* Text for analysis
====================

Evaluation of biological water purification functions of inland lakes using an aquatic ecosystem model

Abstract

An effective measure to cope with eutrophication of lakes is to remove nutrients that can cause algal blooming by taking advantage of natural water purification processes. Here the term “ purification” is defined, in a wide sense, as the potential role of a water body to contribute to the reduction of pollutants and thus controlling eutrophication. Also regarded as a kind of ecological regulating services, biological purification involves various processes concerning seasonal nutrient fixation, such as uptake by aquatic macrophytes, biofouling onto foliage substrates, feeding by organisms in higher trophic level, and eternal loss or removal of substance from the water. In order to evaluate the water purification ability, a numerical lake ecosystem model highlighting the role of macrophyte colonies in the shore zone was developed and applied to Lakes Suwa, Kasumi and Biwa, as well as five small lakes attached to Lake Biwa. The model includes the biological interactions between pelagic compartments (phyto- and zooplankton, detritus, dissolved organic matter, pelagic fish and nutrients) and benthic compartments (macrophytes, epiphytic algae, phytal animals, macro- and megalobenthos, and demersal fish). Under dynamic forcing of meteorological and hydrological parameters, the model was run over a year to evaluate the annual nutrient cycles and purification functions. The reproducibility of the model was validated for each water body by comparison with the field data from the water quality monitoring campaign. Numerical results revealed that the water purification ability, from viewpoints of both stock and flux, generally tends to be higher in the shore region than in the offshore region owing to a wide variety of aquatic biota. Moreover, it increases almost in proportion to the density of vegetation in the shore region. Nutrient fluxes representing the purification processes turned out to be closely connected with the surface area or equivalently with the retention time of the water bodies, suggesting that biological purification does not become dominant against physical turnover until the surface area reaches around 10 3 ha or the retention time exceeds the order of 10 2 days.

====================

* Provided records
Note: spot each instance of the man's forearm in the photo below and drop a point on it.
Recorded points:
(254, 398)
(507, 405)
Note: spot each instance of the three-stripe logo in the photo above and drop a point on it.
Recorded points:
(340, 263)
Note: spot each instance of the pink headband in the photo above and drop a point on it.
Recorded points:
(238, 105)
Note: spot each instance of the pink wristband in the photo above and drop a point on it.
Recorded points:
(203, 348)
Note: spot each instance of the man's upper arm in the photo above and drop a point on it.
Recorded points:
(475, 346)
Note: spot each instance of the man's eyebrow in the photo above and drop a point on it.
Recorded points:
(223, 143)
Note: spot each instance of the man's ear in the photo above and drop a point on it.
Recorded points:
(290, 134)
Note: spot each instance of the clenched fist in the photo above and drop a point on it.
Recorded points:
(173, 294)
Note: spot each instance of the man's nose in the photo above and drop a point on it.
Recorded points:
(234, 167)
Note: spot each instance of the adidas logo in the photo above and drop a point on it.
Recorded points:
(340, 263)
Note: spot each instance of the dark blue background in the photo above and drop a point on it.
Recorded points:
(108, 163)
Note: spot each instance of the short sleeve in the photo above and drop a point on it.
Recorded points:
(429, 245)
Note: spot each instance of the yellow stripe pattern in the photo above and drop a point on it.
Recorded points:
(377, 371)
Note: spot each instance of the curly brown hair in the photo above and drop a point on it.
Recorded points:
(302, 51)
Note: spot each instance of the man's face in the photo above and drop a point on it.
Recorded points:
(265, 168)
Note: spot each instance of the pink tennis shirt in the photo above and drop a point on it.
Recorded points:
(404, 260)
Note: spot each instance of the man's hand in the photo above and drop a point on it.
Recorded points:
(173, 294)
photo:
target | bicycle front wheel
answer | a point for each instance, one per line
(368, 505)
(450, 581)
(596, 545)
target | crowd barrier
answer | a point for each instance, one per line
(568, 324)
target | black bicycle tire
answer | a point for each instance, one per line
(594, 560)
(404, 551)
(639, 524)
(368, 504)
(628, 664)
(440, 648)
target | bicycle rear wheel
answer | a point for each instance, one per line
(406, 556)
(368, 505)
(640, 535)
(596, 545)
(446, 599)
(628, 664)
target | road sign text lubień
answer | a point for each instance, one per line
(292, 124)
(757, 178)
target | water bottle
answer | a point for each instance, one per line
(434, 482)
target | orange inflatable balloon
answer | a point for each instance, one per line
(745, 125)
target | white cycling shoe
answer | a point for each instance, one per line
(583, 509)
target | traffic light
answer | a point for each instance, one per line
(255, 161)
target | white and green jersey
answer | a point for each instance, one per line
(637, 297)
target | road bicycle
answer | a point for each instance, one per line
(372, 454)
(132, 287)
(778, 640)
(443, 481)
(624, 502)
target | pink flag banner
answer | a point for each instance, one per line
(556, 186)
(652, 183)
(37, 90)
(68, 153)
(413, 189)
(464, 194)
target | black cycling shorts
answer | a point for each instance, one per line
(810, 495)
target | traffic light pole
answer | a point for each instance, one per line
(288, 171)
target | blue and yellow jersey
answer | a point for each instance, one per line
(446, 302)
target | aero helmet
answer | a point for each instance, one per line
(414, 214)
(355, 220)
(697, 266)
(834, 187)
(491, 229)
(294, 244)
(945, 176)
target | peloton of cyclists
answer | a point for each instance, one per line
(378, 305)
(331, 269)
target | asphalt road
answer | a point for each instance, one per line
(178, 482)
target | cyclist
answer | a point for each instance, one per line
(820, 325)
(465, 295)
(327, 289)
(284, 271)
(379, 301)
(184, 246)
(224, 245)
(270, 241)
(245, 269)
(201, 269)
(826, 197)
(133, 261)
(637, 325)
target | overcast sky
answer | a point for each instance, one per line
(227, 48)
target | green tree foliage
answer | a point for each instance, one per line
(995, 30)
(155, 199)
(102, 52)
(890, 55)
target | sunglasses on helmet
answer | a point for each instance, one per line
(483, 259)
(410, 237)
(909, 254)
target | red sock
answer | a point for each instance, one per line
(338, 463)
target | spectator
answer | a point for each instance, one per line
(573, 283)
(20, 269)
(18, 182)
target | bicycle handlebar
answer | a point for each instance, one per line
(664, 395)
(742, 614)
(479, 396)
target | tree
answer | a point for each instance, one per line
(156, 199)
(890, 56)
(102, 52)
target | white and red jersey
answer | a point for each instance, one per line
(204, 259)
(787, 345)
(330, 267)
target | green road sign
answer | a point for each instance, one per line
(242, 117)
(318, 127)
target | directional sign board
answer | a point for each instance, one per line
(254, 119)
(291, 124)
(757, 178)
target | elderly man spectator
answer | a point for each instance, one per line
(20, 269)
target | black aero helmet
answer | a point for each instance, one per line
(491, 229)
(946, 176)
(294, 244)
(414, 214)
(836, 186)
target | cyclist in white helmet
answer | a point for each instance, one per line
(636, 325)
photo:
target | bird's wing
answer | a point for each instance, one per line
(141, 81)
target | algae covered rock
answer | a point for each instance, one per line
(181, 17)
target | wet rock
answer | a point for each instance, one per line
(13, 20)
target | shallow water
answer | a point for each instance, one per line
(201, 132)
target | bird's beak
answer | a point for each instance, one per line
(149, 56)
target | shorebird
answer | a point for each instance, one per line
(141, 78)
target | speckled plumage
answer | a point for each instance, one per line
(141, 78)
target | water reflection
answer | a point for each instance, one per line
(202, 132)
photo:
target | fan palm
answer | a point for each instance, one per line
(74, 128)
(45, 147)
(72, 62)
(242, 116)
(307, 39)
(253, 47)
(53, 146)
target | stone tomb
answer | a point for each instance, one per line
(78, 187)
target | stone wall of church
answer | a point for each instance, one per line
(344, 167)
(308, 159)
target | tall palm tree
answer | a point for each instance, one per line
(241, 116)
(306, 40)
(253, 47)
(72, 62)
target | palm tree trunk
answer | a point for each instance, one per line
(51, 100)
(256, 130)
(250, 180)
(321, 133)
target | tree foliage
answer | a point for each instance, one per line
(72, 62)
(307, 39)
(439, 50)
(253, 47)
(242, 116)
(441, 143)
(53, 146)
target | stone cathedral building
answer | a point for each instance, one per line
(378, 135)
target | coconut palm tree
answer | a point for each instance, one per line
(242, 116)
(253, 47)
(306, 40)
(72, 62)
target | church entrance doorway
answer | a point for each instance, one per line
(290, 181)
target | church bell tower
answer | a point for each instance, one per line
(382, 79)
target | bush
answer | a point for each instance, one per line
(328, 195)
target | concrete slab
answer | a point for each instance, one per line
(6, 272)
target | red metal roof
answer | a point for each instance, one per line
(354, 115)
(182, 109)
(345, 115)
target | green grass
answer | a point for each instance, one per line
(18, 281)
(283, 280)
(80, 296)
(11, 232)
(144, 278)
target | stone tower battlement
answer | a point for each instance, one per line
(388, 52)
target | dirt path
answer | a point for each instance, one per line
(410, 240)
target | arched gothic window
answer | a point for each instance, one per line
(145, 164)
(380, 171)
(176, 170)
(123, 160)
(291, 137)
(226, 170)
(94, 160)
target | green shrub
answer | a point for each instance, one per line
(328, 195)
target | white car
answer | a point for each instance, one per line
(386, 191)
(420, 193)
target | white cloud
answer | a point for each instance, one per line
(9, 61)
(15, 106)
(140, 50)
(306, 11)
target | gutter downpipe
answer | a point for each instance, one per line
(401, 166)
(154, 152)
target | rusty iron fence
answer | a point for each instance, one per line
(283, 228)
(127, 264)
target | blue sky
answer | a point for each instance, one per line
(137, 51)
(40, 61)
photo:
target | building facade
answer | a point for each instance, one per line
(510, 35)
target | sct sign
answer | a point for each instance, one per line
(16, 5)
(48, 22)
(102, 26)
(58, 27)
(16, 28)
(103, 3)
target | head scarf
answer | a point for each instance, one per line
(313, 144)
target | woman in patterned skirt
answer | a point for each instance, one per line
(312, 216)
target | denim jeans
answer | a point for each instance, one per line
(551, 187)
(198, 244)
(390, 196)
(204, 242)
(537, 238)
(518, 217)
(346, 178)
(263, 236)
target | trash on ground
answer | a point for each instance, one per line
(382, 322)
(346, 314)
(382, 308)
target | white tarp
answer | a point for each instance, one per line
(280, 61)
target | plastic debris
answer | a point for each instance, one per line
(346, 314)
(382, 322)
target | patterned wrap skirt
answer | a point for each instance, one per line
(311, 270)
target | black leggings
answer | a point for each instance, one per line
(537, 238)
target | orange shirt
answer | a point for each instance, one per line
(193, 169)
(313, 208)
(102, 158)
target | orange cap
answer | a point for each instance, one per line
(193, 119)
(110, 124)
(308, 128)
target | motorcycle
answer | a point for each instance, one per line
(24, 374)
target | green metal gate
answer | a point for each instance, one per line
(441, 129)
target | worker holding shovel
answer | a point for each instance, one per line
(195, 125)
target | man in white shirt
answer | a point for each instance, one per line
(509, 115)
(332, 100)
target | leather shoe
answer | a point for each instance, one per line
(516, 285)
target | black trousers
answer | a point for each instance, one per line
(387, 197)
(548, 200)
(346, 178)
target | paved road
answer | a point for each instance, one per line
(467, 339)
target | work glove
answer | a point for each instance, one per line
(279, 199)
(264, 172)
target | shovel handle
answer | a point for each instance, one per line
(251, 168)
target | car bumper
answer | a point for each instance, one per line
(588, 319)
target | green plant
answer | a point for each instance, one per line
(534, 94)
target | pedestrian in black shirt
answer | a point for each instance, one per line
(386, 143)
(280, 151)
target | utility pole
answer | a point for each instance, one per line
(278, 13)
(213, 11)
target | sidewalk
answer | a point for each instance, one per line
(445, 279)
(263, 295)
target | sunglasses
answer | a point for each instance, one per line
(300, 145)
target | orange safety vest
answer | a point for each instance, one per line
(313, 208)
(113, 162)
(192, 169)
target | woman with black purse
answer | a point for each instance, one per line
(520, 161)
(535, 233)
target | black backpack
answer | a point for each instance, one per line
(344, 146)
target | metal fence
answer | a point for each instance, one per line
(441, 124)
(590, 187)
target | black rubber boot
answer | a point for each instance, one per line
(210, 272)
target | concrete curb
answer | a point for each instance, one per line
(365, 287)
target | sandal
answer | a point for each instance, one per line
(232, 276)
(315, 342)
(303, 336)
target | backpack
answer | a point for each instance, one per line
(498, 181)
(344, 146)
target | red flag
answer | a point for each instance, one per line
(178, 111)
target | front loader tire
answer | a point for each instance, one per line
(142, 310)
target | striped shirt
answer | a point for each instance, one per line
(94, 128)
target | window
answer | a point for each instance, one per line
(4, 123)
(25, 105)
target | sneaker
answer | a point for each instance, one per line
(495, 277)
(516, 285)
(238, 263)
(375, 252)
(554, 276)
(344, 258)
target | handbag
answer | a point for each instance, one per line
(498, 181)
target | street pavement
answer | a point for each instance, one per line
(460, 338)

====================

In the lake purification abstract, why does water purification ability tend to be higher in the shore region than in the offshore region? Answer in one to three sentences. The listing has no connection to the lake purification abstract.

The shore region supports a wide variety of aquatic biota, so its water purification ability, measured by both stock and flux, generally tends to be higher than offshore.